* [Work to do]:
a) Could you rewrite the unfair dismissal article, starting at "The manager confronted" and ending at "dismiss the employee.", with "confronted" changed to "questioned"?
b) Which lines in the rows contain the string "wing"? Copy each of them out.

* [Document excerpt]:
An employee who was summarily dismissed by her employer for allegedly leaking sensitive business information has been awarded 11 weeks’ compensation in the Fair Work Commission (FWC).
In this case, Bond v Wynbob Pty Ltd  FWC 1337, the employee worked in a carpeting and flooring franchise that was facing a possible take-over by the franchisor.
The manager of the franchise believed that the franchisor’s actions toward claiming ownership over the business were prompted by leaks from within the business to head office, specifically about the manager’s conduct in the workplace.
In an effort to keep employees informed and to stamp out any future leaks, the manager called a meeting with employees regarding the potential take-over by the franchisor stating that:
The manager also informed the employees that what was said in the meeting was strictly confidential and they were not to discuss it with anyone.
Several days later, the manager became aware that a contractor to the business had found out about the possible takeover. The manager considered this a leak of information from the confidential meeting and concluded that the employee was the source of the leak.
The manager confronted the employee about this and, despite the employee’s denials of having leaked the information, the manager decided to summarily dismiss the employee.
In the FWC, the employee claimed that she was unfairly dismissed on the basis that the conduct she was alleged to have committed did not actually occur. The employee maintained that she did not tell the contractor that the franchisor was going taking over the business. The employee was supported by the contractor who insisted that he had overheard two other employees talking about those matters, and the employee was not the source of his information.

* [Dataset records]:
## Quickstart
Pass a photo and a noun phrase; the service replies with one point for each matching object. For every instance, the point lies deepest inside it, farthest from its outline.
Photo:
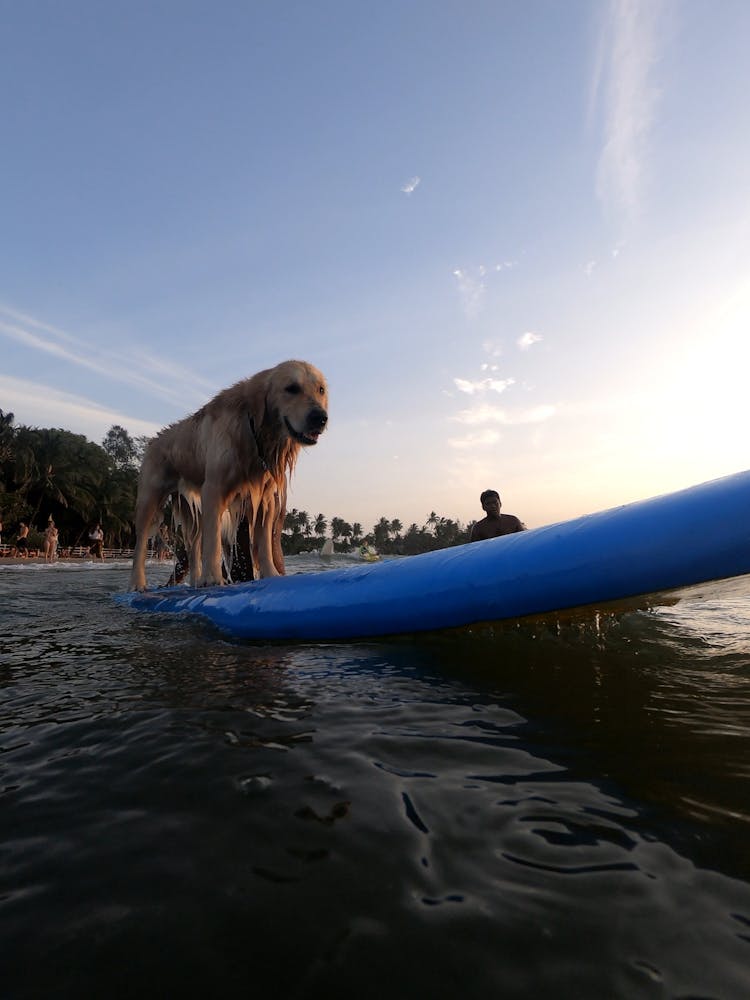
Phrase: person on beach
(495, 523)
(21, 547)
(161, 543)
(96, 537)
(50, 541)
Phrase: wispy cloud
(624, 90)
(486, 413)
(54, 408)
(161, 379)
(411, 185)
(472, 284)
(528, 339)
(482, 385)
(482, 439)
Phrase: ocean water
(553, 807)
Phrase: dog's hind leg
(213, 506)
(147, 505)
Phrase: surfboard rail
(691, 536)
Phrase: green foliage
(51, 472)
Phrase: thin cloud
(483, 385)
(485, 413)
(53, 408)
(136, 369)
(471, 288)
(528, 339)
(472, 284)
(623, 87)
(480, 440)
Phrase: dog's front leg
(213, 506)
(265, 526)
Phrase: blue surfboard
(691, 536)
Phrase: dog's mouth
(307, 437)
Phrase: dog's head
(298, 395)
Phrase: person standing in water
(96, 537)
(495, 523)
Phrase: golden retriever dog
(231, 460)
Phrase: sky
(515, 237)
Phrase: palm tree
(120, 447)
(381, 533)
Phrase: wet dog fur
(231, 459)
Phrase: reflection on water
(555, 807)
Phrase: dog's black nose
(317, 418)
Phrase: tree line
(50, 472)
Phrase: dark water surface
(556, 807)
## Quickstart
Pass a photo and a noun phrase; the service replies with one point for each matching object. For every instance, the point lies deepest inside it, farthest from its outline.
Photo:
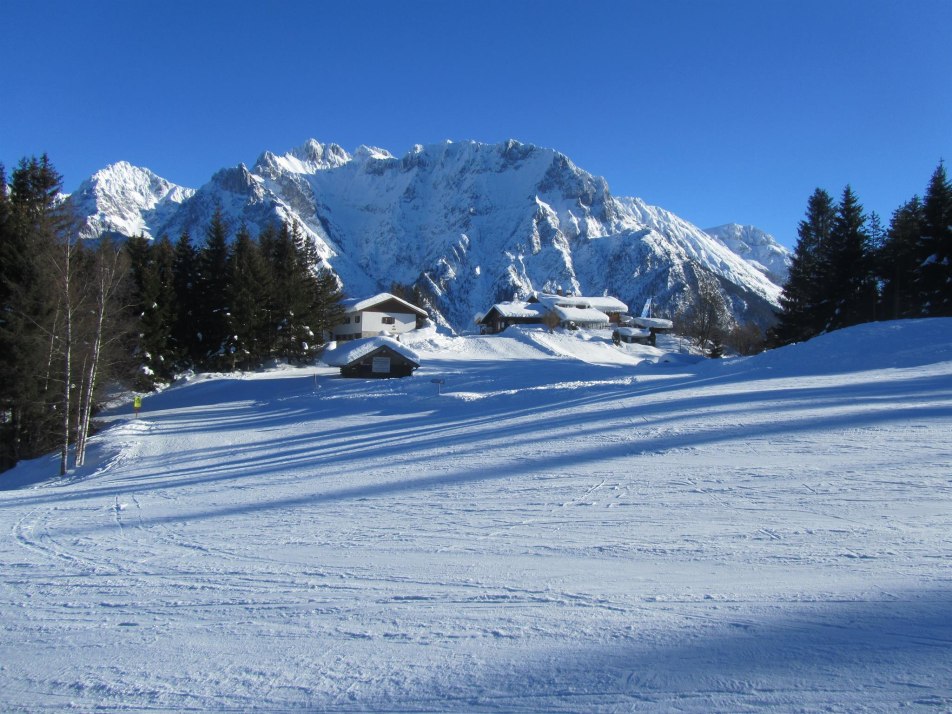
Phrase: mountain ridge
(467, 223)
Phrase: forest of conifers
(75, 316)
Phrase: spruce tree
(803, 310)
(897, 262)
(934, 273)
(214, 320)
(249, 294)
(34, 229)
(184, 336)
(850, 290)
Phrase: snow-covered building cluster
(568, 311)
(377, 315)
(575, 312)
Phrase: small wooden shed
(372, 357)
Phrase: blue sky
(718, 110)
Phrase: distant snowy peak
(309, 158)
(469, 224)
(126, 200)
(757, 247)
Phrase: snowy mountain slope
(555, 531)
(473, 224)
(126, 200)
(756, 247)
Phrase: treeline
(74, 315)
(848, 269)
(230, 304)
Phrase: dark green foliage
(30, 376)
(848, 289)
(213, 316)
(803, 313)
(897, 261)
(934, 272)
(249, 289)
(185, 342)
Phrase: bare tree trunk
(67, 345)
(109, 272)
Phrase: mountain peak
(468, 223)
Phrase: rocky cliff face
(470, 224)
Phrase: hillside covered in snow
(561, 525)
(469, 224)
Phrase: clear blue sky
(719, 110)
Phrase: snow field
(567, 526)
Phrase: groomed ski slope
(567, 526)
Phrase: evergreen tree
(213, 318)
(802, 313)
(303, 302)
(897, 261)
(248, 296)
(328, 310)
(934, 273)
(185, 342)
(34, 227)
(850, 289)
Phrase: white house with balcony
(383, 313)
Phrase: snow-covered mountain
(126, 200)
(469, 223)
(756, 247)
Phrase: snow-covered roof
(580, 315)
(605, 303)
(659, 323)
(517, 309)
(346, 352)
(360, 304)
(633, 331)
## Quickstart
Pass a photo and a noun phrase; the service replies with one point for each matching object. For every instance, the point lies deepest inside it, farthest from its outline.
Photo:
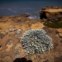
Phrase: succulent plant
(36, 41)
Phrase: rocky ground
(12, 29)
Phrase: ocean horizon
(9, 8)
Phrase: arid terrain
(11, 31)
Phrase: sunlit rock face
(36, 41)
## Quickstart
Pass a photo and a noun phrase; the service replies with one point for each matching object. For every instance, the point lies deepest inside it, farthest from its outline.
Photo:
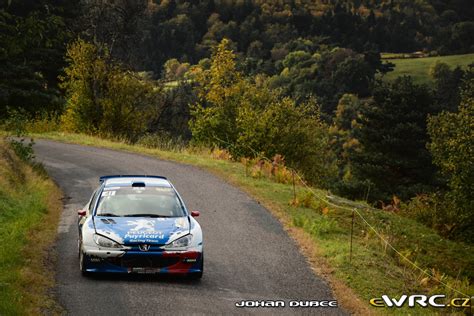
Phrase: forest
(298, 79)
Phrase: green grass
(418, 68)
(375, 269)
(29, 208)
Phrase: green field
(323, 233)
(418, 68)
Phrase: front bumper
(151, 262)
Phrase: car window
(140, 201)
(93, 200)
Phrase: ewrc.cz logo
(422, 301)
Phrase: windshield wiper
(108, 214)
(145, 215)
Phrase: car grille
(144, 261)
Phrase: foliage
(104, 99)
(392, 158)
(32, 44)
(327, 74)
(452, 143)
(248, 119)
(419, 68)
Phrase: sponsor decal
(144, 247)
(291, 304)
(419, 300)
(142, 225)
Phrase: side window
(93, 200)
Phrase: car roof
(129, 180)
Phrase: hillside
(418, 68)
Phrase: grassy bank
(29, 212)
(418, 68)
(323, 234)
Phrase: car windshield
(139, 201)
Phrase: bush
(103, 98)
(248, 119)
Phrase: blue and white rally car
(139, 224)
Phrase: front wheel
(198, 275)
(82, 266)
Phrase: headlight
(105, 242)
(182, 242)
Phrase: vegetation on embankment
(419, 68)
(323, 232)
(30, 205)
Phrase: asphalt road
(248, 254)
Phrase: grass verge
(323, 235)
(30, 205)
(418, 68)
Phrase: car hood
(142, 230)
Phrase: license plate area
(144, 270)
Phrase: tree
(452, 143)
(103, 98)
(392, 158)
(220, 92)
(33, 37)
(249, 119)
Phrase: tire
(197, 275)
(82, 263)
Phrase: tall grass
(325, 232)
(29, 209)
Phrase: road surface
(248, 254)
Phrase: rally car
(139, 224)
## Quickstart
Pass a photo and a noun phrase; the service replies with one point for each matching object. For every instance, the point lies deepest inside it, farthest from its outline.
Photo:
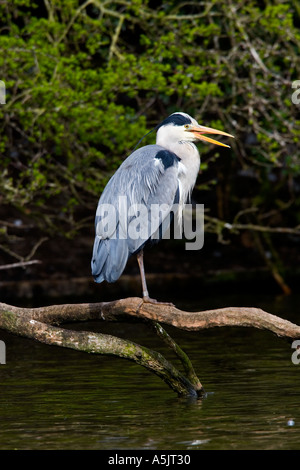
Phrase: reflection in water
(53, 398)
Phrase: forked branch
(39, 324)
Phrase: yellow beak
(198, 132)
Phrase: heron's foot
(148, 300)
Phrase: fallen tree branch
(38, 323)
(117, 310)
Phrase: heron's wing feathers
(135, 206)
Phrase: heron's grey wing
(124, 222)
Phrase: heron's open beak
(198, 132)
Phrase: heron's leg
(146, 298)
(140, 259)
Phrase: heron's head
(180, 127)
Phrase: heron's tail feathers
(109, 259)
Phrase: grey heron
(164, 173)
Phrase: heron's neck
(189, 164)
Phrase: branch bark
(39, 324)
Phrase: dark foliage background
(85, 80)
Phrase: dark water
(54, 398)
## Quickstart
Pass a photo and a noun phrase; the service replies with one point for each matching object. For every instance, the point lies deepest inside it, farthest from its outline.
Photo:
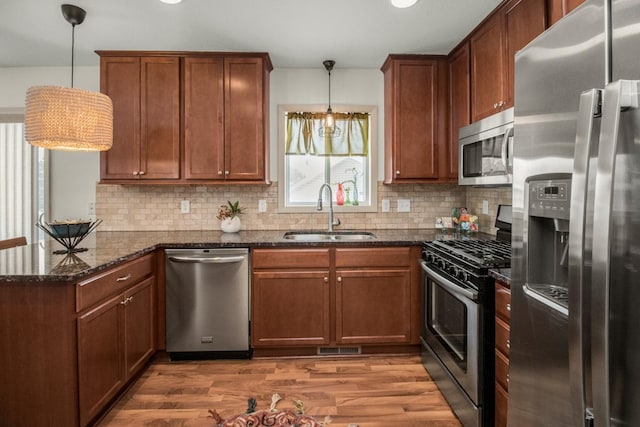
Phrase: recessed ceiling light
(403, 3)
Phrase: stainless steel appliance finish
(574, 299)
(207, 300)
(457, 329)
(485, 149)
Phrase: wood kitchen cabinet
(459, 102)
(74, 346)
(502, 319)
(493, 45)
(187, 117)
(145, 92)
(116, 337)
(373, 295)
(335, 297)
(290, 297)
(415, 103)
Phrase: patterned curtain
(306, 134)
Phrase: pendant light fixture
(62, 118)
(329, 128)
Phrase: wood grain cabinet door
(120, 80)
(100, 362)
(373, 306)
(203, 118)
(460, 103)
(139, 331)
(246, 115)
(160, 118)
(488, 68)
(290, 308)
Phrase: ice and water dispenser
(548, 209)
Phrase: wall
(74, 175)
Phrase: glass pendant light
(61, 118)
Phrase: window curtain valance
(305, 136)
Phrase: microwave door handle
(578, 284)
(618, 96)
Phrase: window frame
(373, 155)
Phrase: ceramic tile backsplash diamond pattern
(157, 208)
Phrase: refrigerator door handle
(618, 96)
(588, 111)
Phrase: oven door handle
(447, 284)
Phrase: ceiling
(296, 33)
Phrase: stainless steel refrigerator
(575, 320)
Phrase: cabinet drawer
(373, 257)
(112, 281)
(503, 302)
(502, 370)
(290, 258)
(502, 336)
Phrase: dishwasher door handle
(212, 260)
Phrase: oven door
(451, 328)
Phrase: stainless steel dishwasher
(207, 300)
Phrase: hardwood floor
(364, 391)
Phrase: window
(23, 180)
(310, 158)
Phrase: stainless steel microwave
(485, 150)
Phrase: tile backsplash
(157, 207)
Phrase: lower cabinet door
(100, 366)
(373, 306)
(290, 308)
(138, 326)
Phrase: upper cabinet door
(412, 117)
(203, 118)
(524, 21)
(246, 117)
(459, 103)
(160, 118)
(488, 69)
(120, 80)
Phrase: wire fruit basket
(68, 233)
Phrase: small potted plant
(228, 216)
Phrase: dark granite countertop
(37, 263)
(501, 274)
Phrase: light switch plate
(404, 205)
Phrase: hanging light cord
(73, 39)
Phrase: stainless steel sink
(322, 236)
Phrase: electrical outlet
(404, 205)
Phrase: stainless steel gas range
(458, 322)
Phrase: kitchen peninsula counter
(37, 263)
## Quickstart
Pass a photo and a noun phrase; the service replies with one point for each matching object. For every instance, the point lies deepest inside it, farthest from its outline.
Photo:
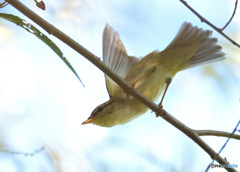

* [Answers for the exercise]:
a)
The manager questioned the employee about this and, despite the employee’s denials of having leaked the information, the manager decided to summarily dismiss the employee.

b)
Phrase: heron's wing feathers
Phrase: heron's grey wing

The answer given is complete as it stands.